[Exercise directions]: Set down all of the data that follows word for word, without the images.

◆ ◆ ◆ ◆ ◆ ◆ ◆

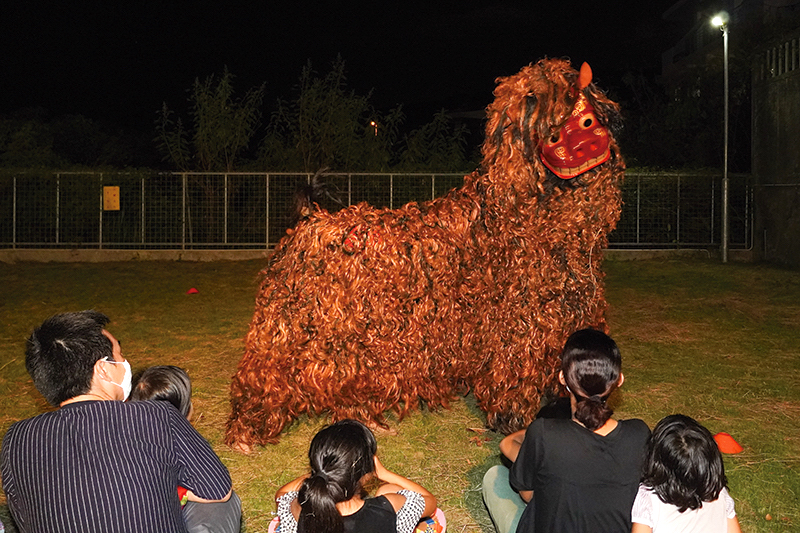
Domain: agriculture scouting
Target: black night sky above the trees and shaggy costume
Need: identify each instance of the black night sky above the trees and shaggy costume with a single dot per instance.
(118, 61)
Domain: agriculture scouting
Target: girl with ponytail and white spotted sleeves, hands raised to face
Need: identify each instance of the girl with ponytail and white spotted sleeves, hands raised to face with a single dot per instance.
(331, 498)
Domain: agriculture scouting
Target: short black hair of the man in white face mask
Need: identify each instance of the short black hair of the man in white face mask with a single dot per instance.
(61, 353)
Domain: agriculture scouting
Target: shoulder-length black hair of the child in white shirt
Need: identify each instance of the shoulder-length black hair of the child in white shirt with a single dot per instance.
(683, 465)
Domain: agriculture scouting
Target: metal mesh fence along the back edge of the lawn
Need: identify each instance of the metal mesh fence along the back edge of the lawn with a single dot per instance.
(253, 210)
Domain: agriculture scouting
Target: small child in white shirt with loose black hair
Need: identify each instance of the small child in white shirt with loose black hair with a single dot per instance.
(683, 487)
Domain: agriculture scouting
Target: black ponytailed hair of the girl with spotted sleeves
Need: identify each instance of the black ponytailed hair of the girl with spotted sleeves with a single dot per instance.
(340, 456)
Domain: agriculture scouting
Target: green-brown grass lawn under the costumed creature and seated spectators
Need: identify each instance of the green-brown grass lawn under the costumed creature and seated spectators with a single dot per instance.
(717, 342)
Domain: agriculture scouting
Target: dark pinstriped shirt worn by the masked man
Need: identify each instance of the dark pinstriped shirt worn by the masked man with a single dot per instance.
(107, 466)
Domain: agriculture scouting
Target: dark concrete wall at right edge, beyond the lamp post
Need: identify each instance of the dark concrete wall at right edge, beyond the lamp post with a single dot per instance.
(776, 152)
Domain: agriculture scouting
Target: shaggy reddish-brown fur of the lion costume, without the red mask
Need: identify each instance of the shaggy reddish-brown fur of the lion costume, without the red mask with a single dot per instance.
(367, 310)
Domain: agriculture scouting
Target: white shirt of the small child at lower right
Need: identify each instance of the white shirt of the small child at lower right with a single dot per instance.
(662, 517)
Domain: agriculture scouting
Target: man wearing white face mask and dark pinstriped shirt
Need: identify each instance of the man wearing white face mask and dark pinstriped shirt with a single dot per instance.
(97, 463)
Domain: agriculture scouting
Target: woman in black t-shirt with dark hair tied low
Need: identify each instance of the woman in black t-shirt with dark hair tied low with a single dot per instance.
(575, 475)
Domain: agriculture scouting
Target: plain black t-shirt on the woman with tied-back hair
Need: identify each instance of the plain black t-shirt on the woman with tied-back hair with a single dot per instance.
(582, 482)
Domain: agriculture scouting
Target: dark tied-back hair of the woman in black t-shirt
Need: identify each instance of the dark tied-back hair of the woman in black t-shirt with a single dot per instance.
(591, 364)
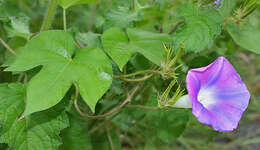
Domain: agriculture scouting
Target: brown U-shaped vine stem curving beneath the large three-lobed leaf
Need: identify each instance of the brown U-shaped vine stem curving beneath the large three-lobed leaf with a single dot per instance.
(113, 111)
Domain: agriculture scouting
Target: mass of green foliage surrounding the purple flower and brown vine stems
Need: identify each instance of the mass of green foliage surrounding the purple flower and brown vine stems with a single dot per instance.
(108, 38)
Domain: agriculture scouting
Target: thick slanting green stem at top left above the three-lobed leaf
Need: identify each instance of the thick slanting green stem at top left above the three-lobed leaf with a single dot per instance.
(49, 15)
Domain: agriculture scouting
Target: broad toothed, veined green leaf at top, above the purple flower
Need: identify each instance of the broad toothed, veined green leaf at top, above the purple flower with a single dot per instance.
(200, 29)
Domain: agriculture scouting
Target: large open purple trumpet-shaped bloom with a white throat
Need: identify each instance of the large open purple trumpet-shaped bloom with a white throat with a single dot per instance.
(218, 95)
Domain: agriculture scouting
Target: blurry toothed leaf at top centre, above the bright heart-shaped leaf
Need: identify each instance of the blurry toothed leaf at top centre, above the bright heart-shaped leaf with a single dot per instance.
(121, 17)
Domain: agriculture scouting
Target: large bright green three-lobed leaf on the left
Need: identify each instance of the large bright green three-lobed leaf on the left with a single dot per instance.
(90, 69)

◆ ◆ ◆ ◆ ◆ ◆ ◆

[Exercise answer]:
Domain: agriculture scouting
Target: black night sky above the trees and shaggy costume
Need: identify each instance of the black night sky above the trees and shaggy costume with a single dot per instance.
(118, 61)
Domain: agriculture scouting
Target: girl with ponytail and white spotted sleeves, hands raised to face
Need: identify each instance of the girl with ponytail and white spotted sleeves, hands raised to face with a single dot per instance.
(331, 498)
Domain: agriculture scouting
Target: short black hair of the man in white face mask
Need: identify each instance of the short black hair of the man in white face mask with a single dot per instance.
(61, 353)
Domain: agriculture scouting
Target: shoulder-length black hair of the child in white shirt
Need: identify each instance of the shoulder-length black hair of the child in white shirt with a single dot per instance.
(683, 465)
Domain: agriculture scouting
Target: metal mesh fence along the back edge of the lawn
Need: identify each instance of the metal mesh fence along the back edge of the lawn with a single dot per instance.
(253, 210)
Domain: agriculture scouting
Target: small child in white shirt with loose black hair
Need: identify each instance of the small child in white shirt with loose black hair with a single dot per instance.
(683, 487)
Domain: agriculture scouting
Target: black ponytailed hair of the girl with spotted sleeves
Need: identify each instance of the black ponytailed hair of the girl with spotted sleeves with a single dot per instance.
(340, 456)
Domain: agriculture scouting
Target: green-brown grass lawn under the costumed creature and seated spectators
Need: identify each instance of the green-brown grass lawn under the costumed creature and seated spectators with a single dot per instance.
(717, 342)
Domain: agriculture scouting
Target: dark pinstriped shirt worn by the masked man
Need: identify each instance of the dark pinstriped shirt worn by the masked man with a single dot per instance.
(107, 466)
Domain: agriculture scouting
Target: dark concrete wall at right edge, beyond the lamp post
Need: identify each instance of the dark concrete wall at right edge, beyond the lamp post with a single dot per instance.
(776, 152)
Domain: agriculture scouting
Target: shaggy reddish-brown fur of the lion costume, without the red mask
Need: identify each instance of the shaggy reddish-brown fur of the lion costume, without the red mask with a single dot per instance.
(367, 310)
Domain: agriculture scouting
Target: white shirt of the small child at lower right
Need: identify each instance of the white shirt of the small child at lower right with a single dot per instance.
(662, 517)
Domain: agriculture scouting
Target: man wearing white face mask and dark pinstriped shirt
Need: identify each instance of the man wearing white face mask and dark pinstriped shirt with a single dot per instance.
(97, 463)
Domain: agriculture scouting
Target: woman in black t-shirt with dark hair tied low
Need: identify each instance of the woman in black t-shirt with dark hair tied low with a single dot per instance.
(575, 475)
Domain: agriculture scouting
Target: plain black t-shirt on the woman with tied-back hair
Need: identify each instance of the plain black t-shirt on the woman with tied-back hair with a single dot per instance.
(582, 482)
Domain: agriculture scouting
Target: dark tied-back hair of the woman in black t-shirt
Need: identify each instance of the dark tied-back hair of the woman in black t-shirt with a single dot per instance.
(591, 364)
Domain: agriculture scouting
Target: brown U-shaped vine stem curving beneath the large three-lobed leaf
Need: identify each instance of the brown U-shaped vine stem curving beneath the large three-lobed leaf with a single dot per instance.
(113, 111)
Domain: agriculture scouting
Target: mass of green foliage surrounding the purple flower and brown vine stems
Need: identify each instance of the mass of green foliage surrounding the purple flower and brown vine stems with a single dot per instance.
(108, 38)
Domain: agriculture scouting
Target: thick slanting green stem at top left above the three-lobed leaf
Need: identify each instance of the thick slanting green stem at top left above the three-lobed leaf with a single dot per instance.
(49, 15)
Domain: agriculture scouting
Target: broad toothed, veined green leaf at top, above the purple flower
Need: identify each instance of the broad toothed, veined green leaf at top, above the purple flower with a single dot per instance.
(200, 29)
Domain: agriculture scouting
Target: large open purple trumpet-shaped bloom with a white throat
Need: identify each instance of the large open purple trumpet-shaped bloom with a white throat with a single dot per instance.
(218, 95)
Domain: agriculture scouting
Target: blurry toothed leaf at top centre, above the bright heart-shaped leaf
Need: identify each instance of the blurry toothed leaf at top centre, above the bright heart-shaped leaf with a single dot per instance.
(121, 17)
Domain: agriculture scouting
Target: large bright green three-lobed leaf on the left
Need: identify each instance of the large bright green three-lobed leaf on the left with a single dot per instance.
(90, 69)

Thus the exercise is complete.